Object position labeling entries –
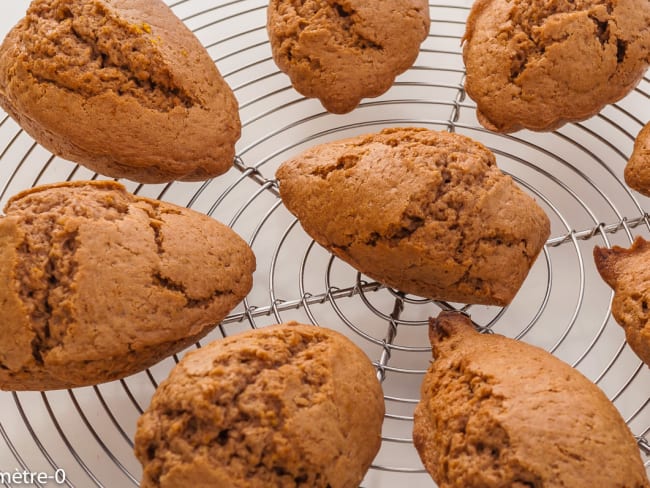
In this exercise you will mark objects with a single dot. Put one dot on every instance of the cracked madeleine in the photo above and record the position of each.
(345, 50)
(627, 272)
(538, 64)
(97, 283)
(496, 412)
(287, 405)
(426, 212)
(120, 86)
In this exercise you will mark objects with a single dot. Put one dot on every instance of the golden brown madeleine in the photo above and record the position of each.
(627, 271)
(341, 52)
(538, 64)
(97, 283)
(285, 405)
(120, 86)
(423, 211)
(496, 412)
(637, 170)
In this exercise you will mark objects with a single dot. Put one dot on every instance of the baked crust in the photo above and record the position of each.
(537, 65)
(286, 405)
(120, 86)
(627, 272)
(97, 283)
(426, 212)
(637, 170)
(343, 51)
(497, 412)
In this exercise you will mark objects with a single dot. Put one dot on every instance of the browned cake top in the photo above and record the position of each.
(120, 86)
(627, 271)
(99, 283)
(497, 412)
(423, 211)
(341, 52)
(288, 405)
(538, 64)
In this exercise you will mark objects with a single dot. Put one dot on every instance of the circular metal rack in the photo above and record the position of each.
(575, 173)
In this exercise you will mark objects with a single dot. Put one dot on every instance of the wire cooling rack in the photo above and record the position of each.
(85, 435)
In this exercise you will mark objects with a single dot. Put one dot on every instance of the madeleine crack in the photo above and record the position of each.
(51, 311)
(191, 302)
(98, 52)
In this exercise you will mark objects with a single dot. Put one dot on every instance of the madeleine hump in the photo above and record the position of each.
(497, 412)
(97, 284)
(122, 87)
(426, 212)
(288, 405)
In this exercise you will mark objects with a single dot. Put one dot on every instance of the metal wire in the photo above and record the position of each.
(575, 174)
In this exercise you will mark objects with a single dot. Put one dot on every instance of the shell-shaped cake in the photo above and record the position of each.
(97, 283)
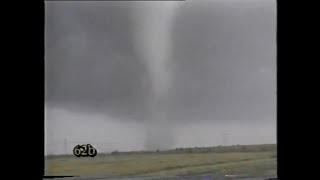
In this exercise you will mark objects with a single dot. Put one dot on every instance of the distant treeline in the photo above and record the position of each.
(216, 149)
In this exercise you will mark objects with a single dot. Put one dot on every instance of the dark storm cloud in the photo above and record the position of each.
(223, 57)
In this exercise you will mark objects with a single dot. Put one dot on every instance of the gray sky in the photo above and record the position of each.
(221, 77)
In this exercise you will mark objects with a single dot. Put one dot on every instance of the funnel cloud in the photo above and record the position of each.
(159, 75)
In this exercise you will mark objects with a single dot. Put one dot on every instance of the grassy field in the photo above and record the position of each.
(251, 163)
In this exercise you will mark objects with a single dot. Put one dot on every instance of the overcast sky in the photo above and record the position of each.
(222, 72)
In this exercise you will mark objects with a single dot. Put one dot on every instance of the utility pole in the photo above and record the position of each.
(65, 145)
(225, 139)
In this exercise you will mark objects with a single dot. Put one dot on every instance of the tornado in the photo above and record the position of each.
(152, 33)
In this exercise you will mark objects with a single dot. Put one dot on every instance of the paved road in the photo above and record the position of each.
(164, 178)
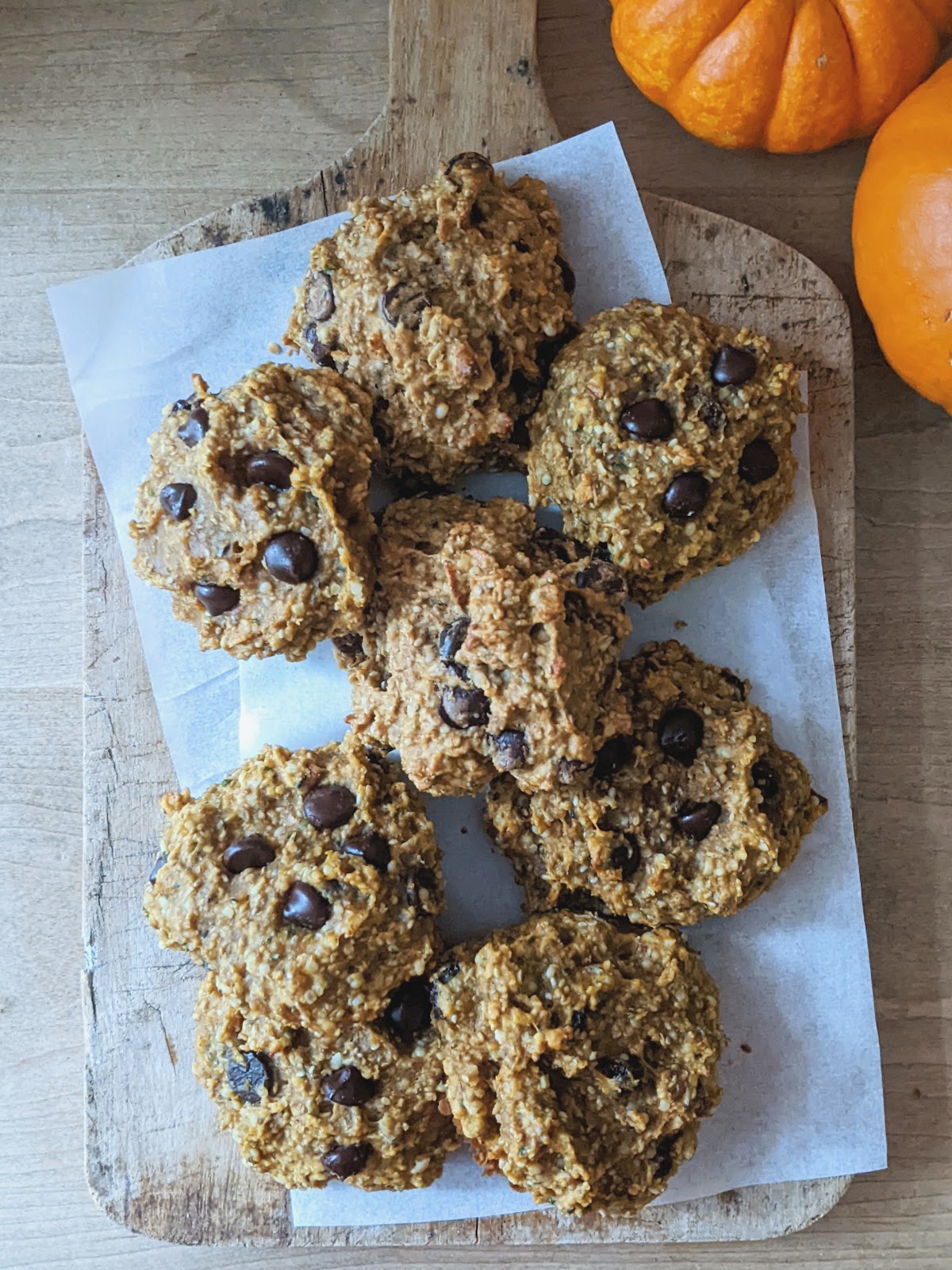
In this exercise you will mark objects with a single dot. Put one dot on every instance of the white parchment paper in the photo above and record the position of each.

EXERCISE DIRECTIONS – Repeat the listing in full and exactly. Do not include any images.

EXPECTED ANSWER –
In this exercise you will mark objects with a single dot. Put one dot on every instance of the cracked madeleine in the photo above and record the position of each.
(345, 50)
(627, 272)
(538, 64)
(97, 283)
(496, 412)
(287, 405)
(426, 212)
(120, 86)
In this exercise you will mark objects with a single dot. Put one dot on every instance of the golden brown madeleine in the photo above and record the position of each.
(627, 271)
(341, 52)
(538, 64)
(97, 283)
(285, 405)
(120, 86)
(423, 211)
(496, 412)
(637, 170)
In this exercise you will mark objects with a single dot. Put one dot on every instance of the baked crust in the photo above and record the position of each.
(537, 65)
(286, 405)
(120, 86)
(627, 272)
(97, 283)
(426, 212)
(637, 170)
(343, 51)
(497, 412)
In this exercise you will mark objects with a single dot. Put one dot on every instance of the browned cake top in the photo above and record the position of each.
(120, 86)
(627, 271)
(99, 283)
(497, 412)
(423, 211)
(341, 52)
(288, 405)
(538, 64)
In this exercise you will mark objects with a single dot. Put one dot on every instance of the circular metal rack in the photo above and record the position of each.
(575, 173)
In this exercise you will mark objects with a single dot. Put one dot on every instance of the wire cooling rack in the photo above and record the position of each.
(85, 435)
In this exercise you will mark objects with a single dot. Put one dot on every instance of the madeleine crack in the photo above and record the position of each.
(51, 311)
(191, 302)
(98, 52)
In this exercise you will mark objects with a single dot. Put one dot on every instance of the madeleine hump in the photo above and record the position of each.
(497, 412)
(97, 284)
(122, 87)
(426, 212)
(288, 405)
In this exercise you will mark objects with a single dot. Put one dot on every instance of the metal wire in the photo above and record the position of each.
(575, 174)
In this exercise you will mark objects with a single dot. Put one dot on every instance of the shell-shaped cake in the photo above and record the position of each.
(97, 283)
In this exercise you will mark objects with a single dot. Put one dot on every instance of the distant treeline in the photo above and record the position of each.
(216, 149)
In this exercise you will mark objects with a single dot. Put one dot on every instance of the dark storm cloud in the photo above and record the position of each.
(223, 57)
In this exercise you will mark objects with a single dot. Put one dot on every instance of the gray sky in the photo above and record the position of each.
(221, 77)
In this exercise you will mark objects with a single dot. Put one dot on every instance of the funnel cloud in the photo above and record the position of each.
(159, 75)
In this exercise you will mark objects with a single dot. Put one dot on every instance of the grassy field in the photo above and record the position of each.
(251, 163)
In this exercise you will mark objects with a single dot. Put one dot on every instance of the overcast sky in the photo above and record the position of each.
(222, 72)
In this exercise you will mark objects with a single dot. Put one dot on every instance of the utility pole in the photo above and record the position of each.
(65, 145)
(225, 139)
In this exercise you will mark objects with a single dot. Put one dot on every instance of the tornado in the photo above and record the position of each.
(152, 33)
In this exercise you will mark objects with a single dot. Put one dot on every instance of the paved road in the photo above and record the position of each.
(164, 178)
In this exercise you will mark objects with a single dot. Put one dot on every instance of the white parchment paper in the photo above and record the position of each.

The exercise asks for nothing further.